Start of Block

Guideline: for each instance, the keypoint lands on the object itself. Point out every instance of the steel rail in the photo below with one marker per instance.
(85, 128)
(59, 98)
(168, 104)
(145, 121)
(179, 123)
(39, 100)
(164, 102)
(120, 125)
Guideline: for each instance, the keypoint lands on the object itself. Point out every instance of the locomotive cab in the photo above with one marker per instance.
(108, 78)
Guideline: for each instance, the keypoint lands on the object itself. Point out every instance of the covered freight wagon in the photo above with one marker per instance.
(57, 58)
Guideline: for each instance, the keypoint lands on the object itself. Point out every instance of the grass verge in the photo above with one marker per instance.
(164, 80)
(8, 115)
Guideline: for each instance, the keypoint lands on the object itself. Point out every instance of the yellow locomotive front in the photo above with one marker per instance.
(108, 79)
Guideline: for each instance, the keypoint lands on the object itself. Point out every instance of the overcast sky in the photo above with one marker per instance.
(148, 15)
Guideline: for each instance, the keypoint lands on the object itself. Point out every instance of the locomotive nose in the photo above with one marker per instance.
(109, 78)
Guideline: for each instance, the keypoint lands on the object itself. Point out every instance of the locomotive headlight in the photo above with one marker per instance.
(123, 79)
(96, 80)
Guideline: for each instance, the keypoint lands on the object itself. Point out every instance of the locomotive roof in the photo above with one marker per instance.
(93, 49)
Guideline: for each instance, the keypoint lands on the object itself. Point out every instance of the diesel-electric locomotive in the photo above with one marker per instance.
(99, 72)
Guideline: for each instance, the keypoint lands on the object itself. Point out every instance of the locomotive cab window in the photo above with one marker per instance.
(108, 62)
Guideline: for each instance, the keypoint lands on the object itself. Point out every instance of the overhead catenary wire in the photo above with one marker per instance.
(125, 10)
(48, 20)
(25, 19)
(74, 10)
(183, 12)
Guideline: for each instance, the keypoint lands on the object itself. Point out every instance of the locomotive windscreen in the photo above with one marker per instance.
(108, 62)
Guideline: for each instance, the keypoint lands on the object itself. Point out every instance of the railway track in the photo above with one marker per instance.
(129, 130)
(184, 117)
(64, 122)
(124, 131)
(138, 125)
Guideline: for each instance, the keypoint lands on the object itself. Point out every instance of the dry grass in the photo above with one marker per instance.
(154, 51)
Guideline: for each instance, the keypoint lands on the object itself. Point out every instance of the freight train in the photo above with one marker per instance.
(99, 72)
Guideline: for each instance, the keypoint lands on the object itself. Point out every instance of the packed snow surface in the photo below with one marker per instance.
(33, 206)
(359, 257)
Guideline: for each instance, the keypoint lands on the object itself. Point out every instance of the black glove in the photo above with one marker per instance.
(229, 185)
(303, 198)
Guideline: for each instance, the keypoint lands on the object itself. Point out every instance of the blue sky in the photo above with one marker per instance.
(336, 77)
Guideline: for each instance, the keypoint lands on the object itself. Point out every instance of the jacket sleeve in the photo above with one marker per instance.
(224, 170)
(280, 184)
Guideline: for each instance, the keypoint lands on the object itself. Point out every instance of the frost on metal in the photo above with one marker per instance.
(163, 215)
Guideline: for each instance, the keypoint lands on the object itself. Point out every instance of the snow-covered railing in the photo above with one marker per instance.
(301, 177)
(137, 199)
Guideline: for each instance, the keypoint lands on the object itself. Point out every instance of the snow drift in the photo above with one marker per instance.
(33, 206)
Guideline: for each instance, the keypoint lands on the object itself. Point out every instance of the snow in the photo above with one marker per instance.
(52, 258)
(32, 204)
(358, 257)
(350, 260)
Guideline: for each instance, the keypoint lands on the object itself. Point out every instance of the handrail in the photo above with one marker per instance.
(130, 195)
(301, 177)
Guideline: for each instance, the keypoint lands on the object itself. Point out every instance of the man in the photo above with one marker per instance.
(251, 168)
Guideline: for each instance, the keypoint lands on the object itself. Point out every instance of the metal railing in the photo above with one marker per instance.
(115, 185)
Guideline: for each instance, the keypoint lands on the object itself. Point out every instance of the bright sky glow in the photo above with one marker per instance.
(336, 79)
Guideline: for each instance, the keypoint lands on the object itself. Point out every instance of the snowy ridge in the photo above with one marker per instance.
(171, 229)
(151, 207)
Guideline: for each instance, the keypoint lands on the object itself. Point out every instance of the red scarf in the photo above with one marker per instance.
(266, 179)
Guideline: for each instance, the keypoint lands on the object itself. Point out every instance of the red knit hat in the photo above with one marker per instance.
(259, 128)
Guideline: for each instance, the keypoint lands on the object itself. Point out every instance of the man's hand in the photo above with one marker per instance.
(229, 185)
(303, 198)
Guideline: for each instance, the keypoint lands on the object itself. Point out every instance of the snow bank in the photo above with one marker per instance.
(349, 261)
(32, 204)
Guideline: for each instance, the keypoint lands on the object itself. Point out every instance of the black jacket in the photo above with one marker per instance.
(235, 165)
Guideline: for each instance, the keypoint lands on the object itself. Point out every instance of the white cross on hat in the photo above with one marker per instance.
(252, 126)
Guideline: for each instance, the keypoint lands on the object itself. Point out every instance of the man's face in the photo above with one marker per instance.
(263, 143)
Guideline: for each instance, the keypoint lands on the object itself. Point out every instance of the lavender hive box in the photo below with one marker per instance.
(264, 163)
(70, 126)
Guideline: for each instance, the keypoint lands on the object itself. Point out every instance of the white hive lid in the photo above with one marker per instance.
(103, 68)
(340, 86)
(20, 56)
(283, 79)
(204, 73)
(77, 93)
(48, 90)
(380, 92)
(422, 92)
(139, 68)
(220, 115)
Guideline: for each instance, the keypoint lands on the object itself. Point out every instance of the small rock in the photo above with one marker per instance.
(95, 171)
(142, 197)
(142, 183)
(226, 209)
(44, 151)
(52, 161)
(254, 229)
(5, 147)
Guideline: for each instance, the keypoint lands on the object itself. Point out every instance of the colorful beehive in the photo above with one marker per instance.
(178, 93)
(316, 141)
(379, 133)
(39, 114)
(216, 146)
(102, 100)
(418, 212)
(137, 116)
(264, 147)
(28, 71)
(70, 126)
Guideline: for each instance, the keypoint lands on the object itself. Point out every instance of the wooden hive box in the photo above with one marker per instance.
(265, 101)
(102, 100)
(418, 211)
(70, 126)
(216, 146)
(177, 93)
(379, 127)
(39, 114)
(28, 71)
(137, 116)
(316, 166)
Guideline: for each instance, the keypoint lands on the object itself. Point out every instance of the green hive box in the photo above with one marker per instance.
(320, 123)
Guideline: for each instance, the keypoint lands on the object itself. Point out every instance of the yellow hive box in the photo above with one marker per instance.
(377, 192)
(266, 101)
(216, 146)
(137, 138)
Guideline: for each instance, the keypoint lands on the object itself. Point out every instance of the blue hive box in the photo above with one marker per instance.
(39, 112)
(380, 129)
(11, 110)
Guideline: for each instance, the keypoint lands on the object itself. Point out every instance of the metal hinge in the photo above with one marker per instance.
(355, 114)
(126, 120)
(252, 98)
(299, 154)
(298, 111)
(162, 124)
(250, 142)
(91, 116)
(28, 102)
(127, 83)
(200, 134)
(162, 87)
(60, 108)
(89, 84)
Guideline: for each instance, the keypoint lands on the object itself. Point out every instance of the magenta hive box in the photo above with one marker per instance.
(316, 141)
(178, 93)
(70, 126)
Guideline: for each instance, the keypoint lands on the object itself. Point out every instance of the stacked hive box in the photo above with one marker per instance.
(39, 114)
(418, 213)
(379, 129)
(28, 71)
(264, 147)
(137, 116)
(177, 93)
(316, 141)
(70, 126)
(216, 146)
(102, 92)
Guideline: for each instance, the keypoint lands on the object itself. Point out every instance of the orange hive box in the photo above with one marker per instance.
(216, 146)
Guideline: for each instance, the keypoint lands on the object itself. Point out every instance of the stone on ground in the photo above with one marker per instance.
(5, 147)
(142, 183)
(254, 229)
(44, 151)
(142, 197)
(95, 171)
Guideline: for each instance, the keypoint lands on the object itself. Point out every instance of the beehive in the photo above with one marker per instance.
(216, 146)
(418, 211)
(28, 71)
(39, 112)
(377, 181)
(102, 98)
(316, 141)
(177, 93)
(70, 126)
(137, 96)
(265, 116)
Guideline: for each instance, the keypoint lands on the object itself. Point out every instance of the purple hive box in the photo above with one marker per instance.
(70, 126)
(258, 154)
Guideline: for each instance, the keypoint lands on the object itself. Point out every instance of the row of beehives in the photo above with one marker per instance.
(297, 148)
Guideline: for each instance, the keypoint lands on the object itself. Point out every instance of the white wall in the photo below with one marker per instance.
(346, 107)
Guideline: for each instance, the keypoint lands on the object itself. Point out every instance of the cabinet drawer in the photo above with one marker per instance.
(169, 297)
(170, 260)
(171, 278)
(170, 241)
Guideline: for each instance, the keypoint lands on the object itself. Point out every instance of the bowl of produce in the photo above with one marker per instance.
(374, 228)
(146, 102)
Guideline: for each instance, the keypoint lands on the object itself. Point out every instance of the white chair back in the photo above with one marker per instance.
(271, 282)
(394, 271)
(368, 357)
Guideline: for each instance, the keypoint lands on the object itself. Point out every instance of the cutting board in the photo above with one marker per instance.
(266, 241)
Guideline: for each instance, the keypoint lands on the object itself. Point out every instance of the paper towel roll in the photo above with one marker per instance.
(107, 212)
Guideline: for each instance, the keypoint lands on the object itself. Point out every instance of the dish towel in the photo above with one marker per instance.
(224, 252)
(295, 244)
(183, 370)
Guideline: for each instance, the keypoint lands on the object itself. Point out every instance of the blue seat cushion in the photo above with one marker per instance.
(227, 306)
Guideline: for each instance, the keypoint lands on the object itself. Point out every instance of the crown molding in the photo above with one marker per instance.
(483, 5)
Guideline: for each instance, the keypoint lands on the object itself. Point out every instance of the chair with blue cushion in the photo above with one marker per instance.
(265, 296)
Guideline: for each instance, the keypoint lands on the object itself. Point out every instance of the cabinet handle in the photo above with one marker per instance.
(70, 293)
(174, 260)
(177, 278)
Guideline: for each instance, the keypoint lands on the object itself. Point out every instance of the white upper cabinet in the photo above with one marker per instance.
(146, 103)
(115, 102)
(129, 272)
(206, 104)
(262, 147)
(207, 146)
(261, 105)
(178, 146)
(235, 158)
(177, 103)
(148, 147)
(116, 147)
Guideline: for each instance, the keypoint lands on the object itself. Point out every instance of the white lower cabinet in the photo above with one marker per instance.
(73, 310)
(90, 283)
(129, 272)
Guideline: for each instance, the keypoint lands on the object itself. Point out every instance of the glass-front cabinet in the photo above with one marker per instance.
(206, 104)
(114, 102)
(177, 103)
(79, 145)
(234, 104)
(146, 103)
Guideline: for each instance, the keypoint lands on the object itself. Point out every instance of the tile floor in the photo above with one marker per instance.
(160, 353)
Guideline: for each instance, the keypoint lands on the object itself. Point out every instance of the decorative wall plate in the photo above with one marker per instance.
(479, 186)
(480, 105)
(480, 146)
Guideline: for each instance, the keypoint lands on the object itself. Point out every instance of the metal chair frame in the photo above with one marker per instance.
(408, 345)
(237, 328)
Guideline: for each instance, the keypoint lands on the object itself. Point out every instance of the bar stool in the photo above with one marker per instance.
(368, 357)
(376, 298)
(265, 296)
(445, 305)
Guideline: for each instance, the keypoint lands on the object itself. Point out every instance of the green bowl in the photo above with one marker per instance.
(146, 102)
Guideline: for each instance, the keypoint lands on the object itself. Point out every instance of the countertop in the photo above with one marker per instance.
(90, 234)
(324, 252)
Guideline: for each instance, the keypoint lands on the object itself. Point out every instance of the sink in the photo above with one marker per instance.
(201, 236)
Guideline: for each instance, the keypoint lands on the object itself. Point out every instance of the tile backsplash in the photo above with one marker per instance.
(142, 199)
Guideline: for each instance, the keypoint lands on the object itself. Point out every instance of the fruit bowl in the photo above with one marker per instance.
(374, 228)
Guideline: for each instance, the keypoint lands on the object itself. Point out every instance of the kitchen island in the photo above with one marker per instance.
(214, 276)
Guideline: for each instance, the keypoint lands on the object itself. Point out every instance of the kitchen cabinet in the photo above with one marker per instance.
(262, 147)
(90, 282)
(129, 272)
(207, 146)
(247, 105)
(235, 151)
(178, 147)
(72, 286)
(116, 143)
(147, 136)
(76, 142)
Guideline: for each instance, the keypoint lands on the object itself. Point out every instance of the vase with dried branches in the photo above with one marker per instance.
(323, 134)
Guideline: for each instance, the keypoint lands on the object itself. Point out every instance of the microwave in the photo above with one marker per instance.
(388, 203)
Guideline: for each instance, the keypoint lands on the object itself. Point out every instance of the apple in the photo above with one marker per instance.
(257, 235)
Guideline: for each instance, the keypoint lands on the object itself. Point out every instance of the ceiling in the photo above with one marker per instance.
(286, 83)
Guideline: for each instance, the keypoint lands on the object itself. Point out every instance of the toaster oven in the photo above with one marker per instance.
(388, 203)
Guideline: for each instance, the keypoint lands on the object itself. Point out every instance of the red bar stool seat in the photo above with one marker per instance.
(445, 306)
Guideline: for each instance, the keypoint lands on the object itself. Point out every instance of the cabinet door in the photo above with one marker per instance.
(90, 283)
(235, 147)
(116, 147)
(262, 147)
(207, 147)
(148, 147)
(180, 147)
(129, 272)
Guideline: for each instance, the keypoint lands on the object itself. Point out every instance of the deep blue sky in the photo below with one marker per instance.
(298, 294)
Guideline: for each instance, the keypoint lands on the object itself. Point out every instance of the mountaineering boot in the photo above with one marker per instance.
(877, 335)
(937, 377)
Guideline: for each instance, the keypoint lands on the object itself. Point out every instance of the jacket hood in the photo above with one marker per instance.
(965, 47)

End of Block

§ **YOUR TASK**: Nothing but the lines from the one holding "of the deep" through the last line of the data may be output, and each must match exactly.

§ **THE ANSWER**:
Guideline: for each instance, the keypoint lands on the object itself. Point out every instance of the deep blue sky in the photo below with one marker per instance.
(298, 294)
Guideline: for each instance, the keypoint lands on the object itself. Point out every instance of the mountaineering boot in the photo above with one marker per instance.
(877, 335)
(937, 377)
Guideline: for each instance, the keypoint lands on the object itself. Point out every instance of the jacket hood in the photo above with one marker per instance.
(965, 47)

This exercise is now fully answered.